> **WORKING DATA**
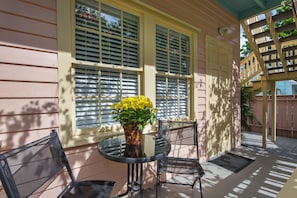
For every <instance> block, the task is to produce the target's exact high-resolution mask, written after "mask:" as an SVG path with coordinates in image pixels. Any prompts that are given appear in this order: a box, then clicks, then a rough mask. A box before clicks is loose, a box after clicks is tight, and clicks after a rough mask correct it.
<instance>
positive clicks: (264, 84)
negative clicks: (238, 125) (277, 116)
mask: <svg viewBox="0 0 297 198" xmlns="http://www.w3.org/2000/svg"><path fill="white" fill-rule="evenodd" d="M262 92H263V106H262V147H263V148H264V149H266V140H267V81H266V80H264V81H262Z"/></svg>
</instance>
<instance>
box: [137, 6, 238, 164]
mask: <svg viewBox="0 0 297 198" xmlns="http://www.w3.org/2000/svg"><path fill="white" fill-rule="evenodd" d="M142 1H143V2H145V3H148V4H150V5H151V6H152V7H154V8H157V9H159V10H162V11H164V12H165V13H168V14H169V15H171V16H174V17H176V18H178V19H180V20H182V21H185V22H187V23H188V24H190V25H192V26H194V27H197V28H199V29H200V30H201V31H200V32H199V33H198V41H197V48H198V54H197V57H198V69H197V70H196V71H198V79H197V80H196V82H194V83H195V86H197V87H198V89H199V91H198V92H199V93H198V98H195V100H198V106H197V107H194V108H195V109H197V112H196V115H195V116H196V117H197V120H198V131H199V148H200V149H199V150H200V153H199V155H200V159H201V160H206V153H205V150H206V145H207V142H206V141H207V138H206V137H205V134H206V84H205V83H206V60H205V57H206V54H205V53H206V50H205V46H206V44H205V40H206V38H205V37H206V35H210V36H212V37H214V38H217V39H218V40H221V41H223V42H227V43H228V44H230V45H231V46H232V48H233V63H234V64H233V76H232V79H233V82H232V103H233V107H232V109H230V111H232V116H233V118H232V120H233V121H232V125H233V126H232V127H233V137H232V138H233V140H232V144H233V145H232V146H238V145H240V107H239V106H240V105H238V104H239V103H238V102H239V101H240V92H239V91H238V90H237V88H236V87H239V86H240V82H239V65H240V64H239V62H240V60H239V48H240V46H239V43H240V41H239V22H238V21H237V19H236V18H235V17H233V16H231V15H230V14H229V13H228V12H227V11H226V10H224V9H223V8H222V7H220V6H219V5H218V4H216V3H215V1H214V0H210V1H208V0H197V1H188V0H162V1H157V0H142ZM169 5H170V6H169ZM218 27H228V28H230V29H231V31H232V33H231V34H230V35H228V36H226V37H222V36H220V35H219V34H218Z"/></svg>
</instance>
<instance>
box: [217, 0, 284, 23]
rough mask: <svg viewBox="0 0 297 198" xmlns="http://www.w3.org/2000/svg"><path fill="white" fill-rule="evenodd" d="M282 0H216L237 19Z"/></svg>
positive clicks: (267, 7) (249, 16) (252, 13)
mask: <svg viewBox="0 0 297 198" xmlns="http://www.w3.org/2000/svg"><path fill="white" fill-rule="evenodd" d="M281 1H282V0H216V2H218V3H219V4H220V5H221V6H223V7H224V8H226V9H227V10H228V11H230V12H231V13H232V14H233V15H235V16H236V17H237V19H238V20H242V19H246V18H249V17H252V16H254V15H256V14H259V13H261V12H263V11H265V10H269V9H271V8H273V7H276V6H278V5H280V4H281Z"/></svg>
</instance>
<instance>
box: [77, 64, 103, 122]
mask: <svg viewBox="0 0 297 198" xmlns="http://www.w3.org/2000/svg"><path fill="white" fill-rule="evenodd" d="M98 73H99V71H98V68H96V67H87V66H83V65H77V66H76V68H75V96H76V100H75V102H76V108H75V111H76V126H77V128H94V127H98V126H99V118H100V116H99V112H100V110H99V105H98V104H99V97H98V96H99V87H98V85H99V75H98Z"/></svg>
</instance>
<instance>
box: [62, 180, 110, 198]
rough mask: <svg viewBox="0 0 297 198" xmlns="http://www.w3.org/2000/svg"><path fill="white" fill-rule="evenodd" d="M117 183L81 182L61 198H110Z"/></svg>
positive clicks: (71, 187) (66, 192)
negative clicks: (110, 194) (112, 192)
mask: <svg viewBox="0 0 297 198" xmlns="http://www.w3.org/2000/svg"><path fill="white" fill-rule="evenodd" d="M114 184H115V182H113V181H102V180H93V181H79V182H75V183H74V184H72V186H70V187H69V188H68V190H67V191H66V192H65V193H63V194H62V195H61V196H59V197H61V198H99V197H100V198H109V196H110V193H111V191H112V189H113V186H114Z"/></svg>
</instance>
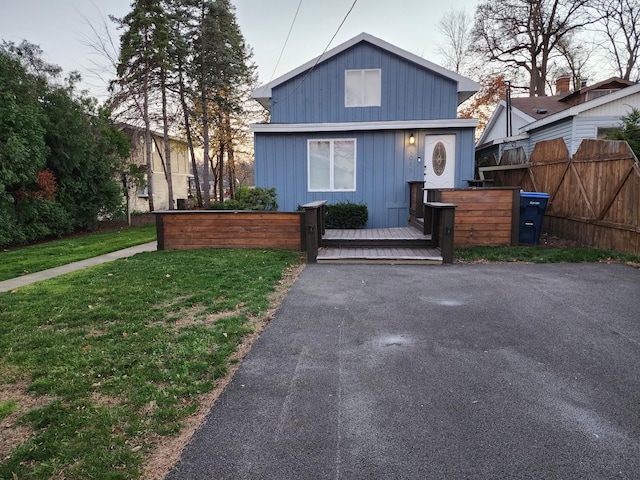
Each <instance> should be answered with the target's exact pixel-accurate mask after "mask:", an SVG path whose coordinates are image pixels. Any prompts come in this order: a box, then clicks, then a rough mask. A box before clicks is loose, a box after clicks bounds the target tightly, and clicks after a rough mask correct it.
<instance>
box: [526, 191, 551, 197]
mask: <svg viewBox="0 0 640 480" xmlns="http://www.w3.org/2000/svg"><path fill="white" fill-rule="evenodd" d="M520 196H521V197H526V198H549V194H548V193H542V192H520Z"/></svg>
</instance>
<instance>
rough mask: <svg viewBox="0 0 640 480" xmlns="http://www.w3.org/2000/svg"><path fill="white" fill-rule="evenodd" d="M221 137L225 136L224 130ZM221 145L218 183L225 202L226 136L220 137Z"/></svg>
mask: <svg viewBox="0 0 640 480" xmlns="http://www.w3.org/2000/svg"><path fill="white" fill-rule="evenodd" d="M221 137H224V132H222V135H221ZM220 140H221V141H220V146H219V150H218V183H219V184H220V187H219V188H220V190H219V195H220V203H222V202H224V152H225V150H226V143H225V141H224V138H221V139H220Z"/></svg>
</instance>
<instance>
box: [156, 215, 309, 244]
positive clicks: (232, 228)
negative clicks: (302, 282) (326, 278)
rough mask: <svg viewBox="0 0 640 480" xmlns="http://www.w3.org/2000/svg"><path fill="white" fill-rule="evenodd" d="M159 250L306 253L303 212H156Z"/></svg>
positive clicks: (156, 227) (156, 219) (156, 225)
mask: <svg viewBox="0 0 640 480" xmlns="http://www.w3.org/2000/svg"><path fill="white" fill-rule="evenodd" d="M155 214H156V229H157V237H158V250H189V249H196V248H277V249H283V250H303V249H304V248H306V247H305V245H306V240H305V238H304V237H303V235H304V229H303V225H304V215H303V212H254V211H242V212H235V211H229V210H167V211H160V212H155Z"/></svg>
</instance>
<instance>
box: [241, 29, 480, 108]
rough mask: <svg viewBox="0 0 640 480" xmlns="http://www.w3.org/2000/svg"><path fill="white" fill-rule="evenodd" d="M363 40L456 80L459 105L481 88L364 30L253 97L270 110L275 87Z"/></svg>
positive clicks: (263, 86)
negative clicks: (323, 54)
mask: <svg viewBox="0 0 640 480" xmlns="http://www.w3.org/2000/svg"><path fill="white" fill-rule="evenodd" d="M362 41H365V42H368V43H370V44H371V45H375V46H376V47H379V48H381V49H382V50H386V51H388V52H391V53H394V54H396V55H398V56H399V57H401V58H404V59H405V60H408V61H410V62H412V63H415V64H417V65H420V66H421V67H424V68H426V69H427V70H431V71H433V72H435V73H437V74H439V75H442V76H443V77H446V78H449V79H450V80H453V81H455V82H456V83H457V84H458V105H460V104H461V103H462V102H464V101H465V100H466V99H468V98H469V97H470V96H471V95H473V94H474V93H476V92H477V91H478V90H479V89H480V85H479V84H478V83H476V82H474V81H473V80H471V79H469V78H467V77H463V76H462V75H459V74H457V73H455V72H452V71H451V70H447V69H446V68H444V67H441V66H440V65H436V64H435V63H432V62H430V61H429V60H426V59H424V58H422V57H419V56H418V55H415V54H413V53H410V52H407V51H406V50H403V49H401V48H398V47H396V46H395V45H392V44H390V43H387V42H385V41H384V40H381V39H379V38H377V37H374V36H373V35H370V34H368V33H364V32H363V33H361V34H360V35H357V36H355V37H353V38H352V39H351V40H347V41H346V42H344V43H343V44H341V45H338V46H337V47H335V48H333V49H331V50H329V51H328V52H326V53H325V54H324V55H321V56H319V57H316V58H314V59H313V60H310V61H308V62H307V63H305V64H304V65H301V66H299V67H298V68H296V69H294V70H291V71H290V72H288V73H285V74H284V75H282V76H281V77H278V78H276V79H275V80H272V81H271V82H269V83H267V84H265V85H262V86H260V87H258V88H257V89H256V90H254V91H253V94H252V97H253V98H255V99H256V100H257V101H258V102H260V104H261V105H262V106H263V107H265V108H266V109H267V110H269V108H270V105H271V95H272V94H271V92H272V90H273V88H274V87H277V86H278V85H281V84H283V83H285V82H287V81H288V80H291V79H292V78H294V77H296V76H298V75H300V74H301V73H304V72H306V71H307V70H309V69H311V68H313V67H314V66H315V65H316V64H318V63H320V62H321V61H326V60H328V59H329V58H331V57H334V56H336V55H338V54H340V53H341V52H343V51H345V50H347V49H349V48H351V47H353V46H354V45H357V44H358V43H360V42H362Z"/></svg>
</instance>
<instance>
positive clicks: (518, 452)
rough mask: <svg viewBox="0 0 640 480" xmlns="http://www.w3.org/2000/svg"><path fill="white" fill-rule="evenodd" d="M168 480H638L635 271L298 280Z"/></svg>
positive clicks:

> **WORK TO COMPLETE**
Reproduce verbatim everything from the beginning of the rows down to and including the line containing "negative clicks: (238, 125) (277, 116)", leaving out the picture.

> **ANSWER AREA**
For every <instance> block, the task is to produce the target's exact high-resolution mask, written after "mask:" as an SVG path with coordinates in image pixels. Any prompts that are given appear in this order: a box, then clicks, then a rough mask. A box before clicks is loose, a box after clicks is tight, and clicks after a rough mask correct it.
<instance>
positive clicks: (264, 84)
negative clicks: (238, 125) (277, 116)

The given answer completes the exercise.